▶ THE TASK
Wherever the records include pictures, skip them and transcribe all the rest word for word.

+++

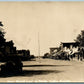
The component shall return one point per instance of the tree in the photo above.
(80, 38)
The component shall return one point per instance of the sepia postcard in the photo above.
(41, 41)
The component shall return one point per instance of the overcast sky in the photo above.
(55, 21)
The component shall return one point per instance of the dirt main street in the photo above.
(49, 70)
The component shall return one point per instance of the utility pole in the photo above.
(38, 46)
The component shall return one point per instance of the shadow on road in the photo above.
(29, 73)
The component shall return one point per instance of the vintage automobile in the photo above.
(12, 64)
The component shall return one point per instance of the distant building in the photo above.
(53, 50)
(9, 47)
(69, 46)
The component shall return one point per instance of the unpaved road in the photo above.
(49, 70)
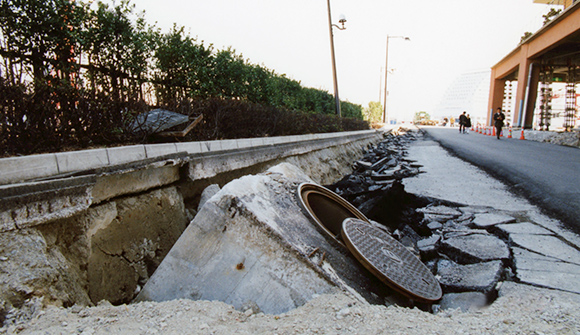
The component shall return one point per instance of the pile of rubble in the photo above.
(450, 238)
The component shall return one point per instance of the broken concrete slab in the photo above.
(434, 225)
(428, 246)
(466, 301)
(538, 270)
(474, 248)
(253, 243)
(523, 228)
(207, 193)
(547, 245)
(440, 210)
(484, 220)
(481, 277)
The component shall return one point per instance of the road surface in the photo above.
(547, 174)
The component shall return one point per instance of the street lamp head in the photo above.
(342, 20)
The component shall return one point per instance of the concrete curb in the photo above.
(19, 169)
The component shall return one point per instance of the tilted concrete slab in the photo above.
(156, 150)
(251, 244)
(523, 228)
(82, 160)
(28, 204)
(474, 248)
(539, 270)
(120, 155)
(548, 246)
(485, 220)
(17, 169)
(480, 277)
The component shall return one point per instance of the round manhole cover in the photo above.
(390, 261)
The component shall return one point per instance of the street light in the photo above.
(387, 72)
(342, 20)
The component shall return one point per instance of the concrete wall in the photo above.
(98, 222)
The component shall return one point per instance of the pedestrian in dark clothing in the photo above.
(462, 121)
(467, 123)
(498, 118)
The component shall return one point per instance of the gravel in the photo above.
(522, 310)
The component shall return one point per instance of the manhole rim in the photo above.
(312, 187)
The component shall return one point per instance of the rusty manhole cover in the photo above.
(390, 261)
(327, 209)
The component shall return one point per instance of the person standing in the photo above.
(462, 121)
(498, 118)
(467, 124)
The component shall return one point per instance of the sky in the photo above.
(291, 37)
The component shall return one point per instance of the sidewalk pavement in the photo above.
(545, 253)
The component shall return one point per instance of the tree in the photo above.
(374, 112)
(548, 16)
(526, 35)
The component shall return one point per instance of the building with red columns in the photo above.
(552, 54)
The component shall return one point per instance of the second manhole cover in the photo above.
(390, 261)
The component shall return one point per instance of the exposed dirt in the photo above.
(523, 310)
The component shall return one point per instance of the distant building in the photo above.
(546, 68)
(469, 92)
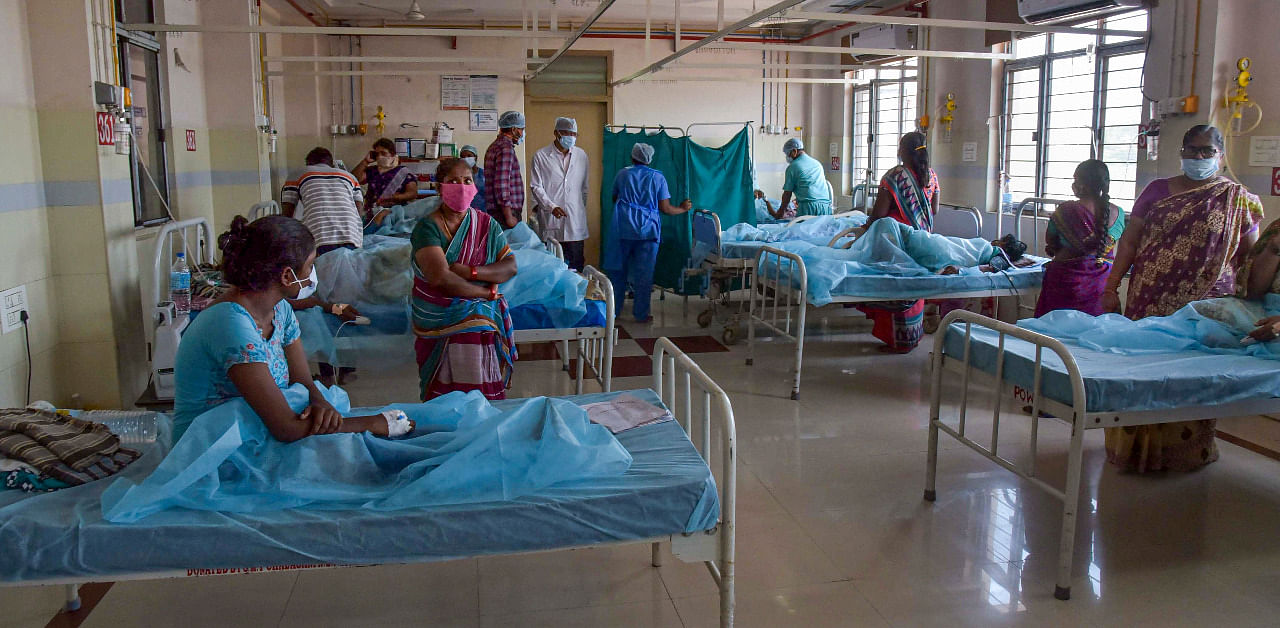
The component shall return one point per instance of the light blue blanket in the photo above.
(462, 452)
(1210, 325)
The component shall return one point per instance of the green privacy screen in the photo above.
(716, 179)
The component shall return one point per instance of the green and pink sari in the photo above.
(462, 344)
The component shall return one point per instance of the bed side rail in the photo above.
(1077, 418)
(699, 404)
(959, 220)
(196, 239)
(554, 247)
(264, 209)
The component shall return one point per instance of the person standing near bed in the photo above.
(465, 337)
(1080, 238)
(909, 195)
(247, 343)
(1185, 239)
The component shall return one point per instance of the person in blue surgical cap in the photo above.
(639, 193)
(469, 154)
(807, 179)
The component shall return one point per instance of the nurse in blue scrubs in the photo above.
(639, 193)
(807, 180)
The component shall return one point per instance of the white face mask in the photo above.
(305, 290)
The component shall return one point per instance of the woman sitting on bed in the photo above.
(465, 337)
(246, 344)
(1258, 276)
(1080, 238)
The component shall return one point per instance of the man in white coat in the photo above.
(558, 182)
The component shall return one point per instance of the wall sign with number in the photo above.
(105, 128)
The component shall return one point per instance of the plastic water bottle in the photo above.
(179, 285)
(133, 427)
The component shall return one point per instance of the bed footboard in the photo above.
(703, 408)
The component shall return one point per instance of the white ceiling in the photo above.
(693, 13)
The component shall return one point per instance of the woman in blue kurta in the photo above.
(639, 193)
(246, 344)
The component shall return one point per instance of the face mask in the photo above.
(457, 196)
(1200, 169)
(305, 290)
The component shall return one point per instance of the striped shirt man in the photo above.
(329, 197)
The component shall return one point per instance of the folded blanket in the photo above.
(44, 439)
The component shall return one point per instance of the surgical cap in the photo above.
(566, 124)
(641, 152)
(511, 119)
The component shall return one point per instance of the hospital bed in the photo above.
(781, 302)
(682, 473)
(1086, 389)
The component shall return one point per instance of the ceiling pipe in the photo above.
(572, 39)
(711, 39)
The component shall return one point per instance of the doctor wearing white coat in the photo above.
(558, 182)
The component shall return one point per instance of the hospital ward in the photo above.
(640, 314)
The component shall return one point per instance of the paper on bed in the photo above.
(625, 412)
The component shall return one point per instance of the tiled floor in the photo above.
(832, 530)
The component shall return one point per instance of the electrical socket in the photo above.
(13, 302)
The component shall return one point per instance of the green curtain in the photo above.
(716, 179)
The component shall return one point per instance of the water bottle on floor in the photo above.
(179, 285)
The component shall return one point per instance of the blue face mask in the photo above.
(1200, 169)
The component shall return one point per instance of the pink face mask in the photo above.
(457, 196)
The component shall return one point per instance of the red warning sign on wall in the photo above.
(105, 129)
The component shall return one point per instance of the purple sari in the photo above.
(1188, 247)
(1077, 283)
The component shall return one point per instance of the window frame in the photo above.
(138, 183)
(1101, 54)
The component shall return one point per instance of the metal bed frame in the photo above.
(786, 289)
(594, 345)
(1074, 413)
(696, 403)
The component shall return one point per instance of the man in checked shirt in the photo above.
(504, 188)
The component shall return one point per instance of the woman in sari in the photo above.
(1187, 238)
(465, 337)
(909, 195)
(1080, 238)
(389, 183)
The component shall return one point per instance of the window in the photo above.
(1070, 97)
(883, 110)
(140, 72)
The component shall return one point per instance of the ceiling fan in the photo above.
(415, 12)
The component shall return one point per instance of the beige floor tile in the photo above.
(836, 604)
(656, 614)
(432, 594)
(247, 600)
(568, 580)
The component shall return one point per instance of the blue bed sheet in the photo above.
(668, 489)
(1127, 366)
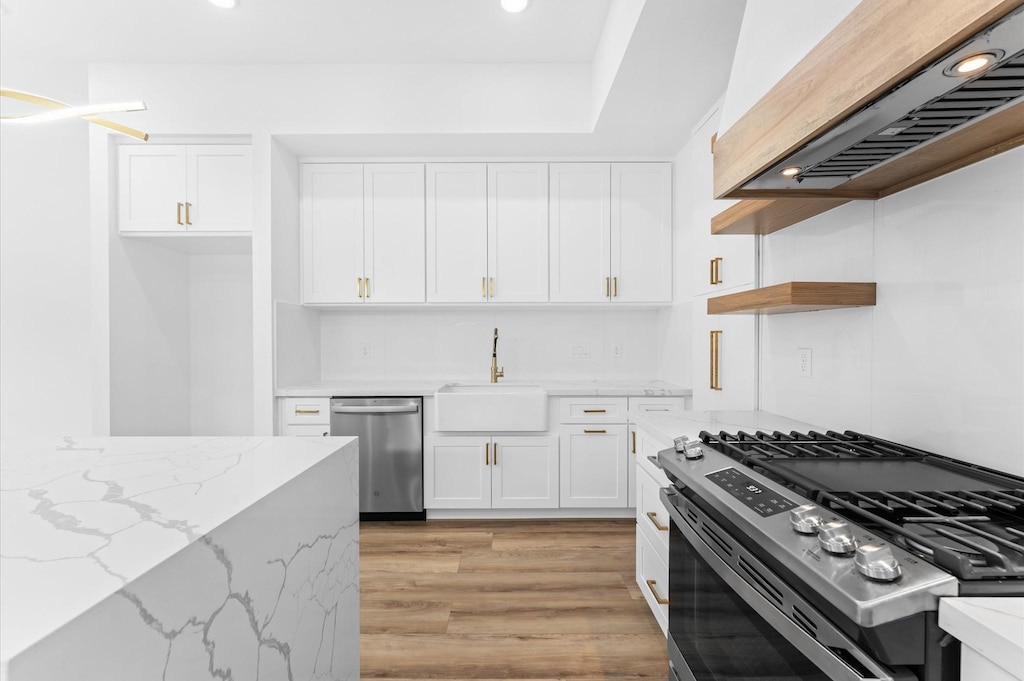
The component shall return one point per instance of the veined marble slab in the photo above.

+++

▶ ANSWER
The component shall return one point per instance of the tree in the photo above.
(80, 38)
The component shall return one point per instance of the sepia postcard in the photo above.
(41, 41)
The component shall return one point per instance of the overcast sky in the photo above.
(55, 21)
The component shall return one point per instance of the dirt main street in the photo above.
(49, 70)
The component shall return one point per instance of the utility pole in the photo above.
(38, 46)
The component shall return one point per instance of the shadow on road in the photo above.
(29, 73)
The component shall return one point per instance of the vintage automobile in the photo above.
(12, 64)
The component shall return one point per instance of the distant building in the photo above.
(53, 50)
(9, 47)
(69, 46)
The component shall return one point per instance of the unpaved road in the photo above.
(49, 70)
The component shall return one point per instance of the pile of rubble in the photo above.
(450, 238)
The component shall return one point per instance of the broken concrete slab in the photo above.
(434, 225)
(428, 246)
(466, 301)
(538, 270)
(474, 248)
(253, 243)
(523, 228)
(207, 193)
(547, 245)
(440, 210)
(484, 220)
(481, 277)
The component shall return one point per instance of the road surface in the photo above.
(547, 174)
The component shall return one point per instance of the street lamp head in the photo above.
(342, 20)
The component shall return one point per instance of the concrete curb in the photo above.
(19, 169)
The component shall return one point per instance of the tilted concrete slab in the photo above.
(156, 150)
(251, 244)
(523, 228)
(82, 160)
(28, 204)
(474, 248)
(539, 270)
(120, 155)
(548, 246)
(485, 220)
(17, 169)
(480, 277)
The component shall return one point per instance of the round manhole cover in the photo above.
(390, 261)
The component shall return one point per instance of the street light in the photo above.
(387, 72)
(342, 20)
The component shall return one point per instance of the concrete wall in the photo above.
(98, 222)
The component shall return one point per instance of the pedestrian in dark clothing in the photo above.
(462, 121)
(467, 123)
(498, 118)
The component shall return one point per instance of the gravel in the photo above.
(522, 310)
The component shall return one point per instance of the manhole rim in the photo above.
(312, 187)
The component shall return one point per instance of the rusty manhole cover in the photo above.
(390, 261)
(327, 209)
The component shall return one point per instance of the person standing in the photo above.
(462, 121)
(498, 118)
(467, 124)
The component shall return one point per instance of the sky in the photo above.
(291, 37)
The component shall return one point per instance of the sidewalk pavement in the photo above.
(545, 253)
The component shall return one point per instance of the tree in the photo above.
(374, 112)
(548, 16)
(526, 35)
The component shall return one point per instance of the building with red columns in the photo above.
(552, 54)
The component shall return one point per instance of the second manhole cover in the photo above.
(390, 261)
The component shall return one point per instance of the exposed dirt in the photo above.
(523, 310)
The component shall return one point per instance of the distant building in the photo above.
(546, 68)
(469, 92)
The component shall return one point per instance of the light blue blanket in the photo above.
(462, 452)
(1210, 325)
The component shall return one point per instance of the green privacy screen in the photo above.
(716, 179)
The component shall return one point per instance of the green and pink sari in the photo above.
(462, 344)
The component shall return one point per instance of the bed side rail in the photo above.
(1077, 418)
(699, 404)
(959, 220)
(196, 239)
(554, 247)
(264, 209)
The component shall return one point per instance of the person standing near bed in the photo above.
(465, 337)
(1080, 238)
(909, 195)
(247, 343)
(1185, 239)
The component shall return one point per instance of the person in blue surgical cap in the photo above.
(639, 193)
(469, 154)
(807, 179)
The component shall return one point per instance of the nurse in blue scrubs in the photo above.
(639, 193)
(807, 180)
The component shall return one point per instance of the white face mask in the photo above.
(305, 290)
The component shall return one point per instance of the woman sitting on bed in the photo above.
(465, 337)
(246, 344)
(1258, 276)
(1080, 238)
The component shall return one point per instance of the man in white coat in the photo above.
(558, 182)
The component shall return one point per instance of the wall sign with number in the photo above.
(105, 128)
The component shall return one point per instance of the plastic water bottle in the photo above.
(179, 285)
(133, 427)
The component shall return one point per instance of the bed footboard in the photo above.
(703, 408)
The component shall return one point per instance of the white ceiling in the photo above.
(693, 13)
The component shall return one point per instance of the woman in blue kurta in the photo above.
(639, 193)
(246, 344)
The component shall return one point per instance of the face mask in the photo above.
(457, 196)
(1200, 169)
(305, 290)
The component shall return one point per instance of the striped shirt man in the photo above.
(329, 197)
The component shall return one point per instance of the folded blanket in the photo above.
(44, 439)
The component shall return one point per instance of the surgical cap in the photo above.
(566, 124)
(641, 152)
(511, 119)
The component shall return one point per instance of the hospital bed in the photo above.
(781, 302)
(682, 473)
(1086, 389)
The component shall return one point per instance of the ceiling pipe in the photo above.
(572, 39)
(711, 39)
The component shall return one point per instance of the doctor wearing white coat in the photo above.
(558, 182)
The component shall return one point per instance of the hospital ward in the photo above.
(640, 314)
The component shall return one point per instance of the paper on bed in the photo above.
(625, 412)
The component shall return one point per instance of the tiled floor in the photo above.
(832, 530)
The component shall return one point per instance of the electrical socket in the photo above.
(13, 302)
The component shall return one point per instance of the green curtain in the photo above.
(716, 179)
The component shall return one point per instance of the water bottle on floor in the photo above.
(179, 285)
The component shall return one point per instance of the blue face mask in the photo above.
(1200, 169)
The component shall return one point per instance of the pink face mask in the photo above.
(457, 196)
The component shall return one point per instance of the red warning sign on wall in the photo above.
(105, 129)
The component shall return one point per instance of the purple sari in the photo above.
(1188, 247)
(1077, 283)
The component shall return one point per instance of the window frame in the photo above.
(138, 183)
(1101, 54)
The component shall return one point per instance of the metal bed frame in the photo above.
(786, 289)
(594, 345)
(1074, 413)
(696, 403)
The component shall return one point per instance of the man in checked shirt in the photo above.
(504, 188)
The component shall return one point per instance of the woman in sari in the photo above.
(1187, 238)
(465, 337)
(909, 195)
(1080, 238)
(389, 183)
The component shall return one point per instance of the window in the photo above.
(1070, 97)
(883, 110)
(140, 72)
The component shall return one point per instance of the ceiling fan in the photo above.
(415, 12)
The component shall return one point per instance of the beige floor tile in the photo above.
(836, 604)
(656, 614)
(432, 594)
(247, 600)
(568, 580)
The component shall return one point per instance of the blue bed sheet in the photo above.
(668, 489)
(1127, 366)
The component shall return one point per instance of the veined marble slab in the photo above.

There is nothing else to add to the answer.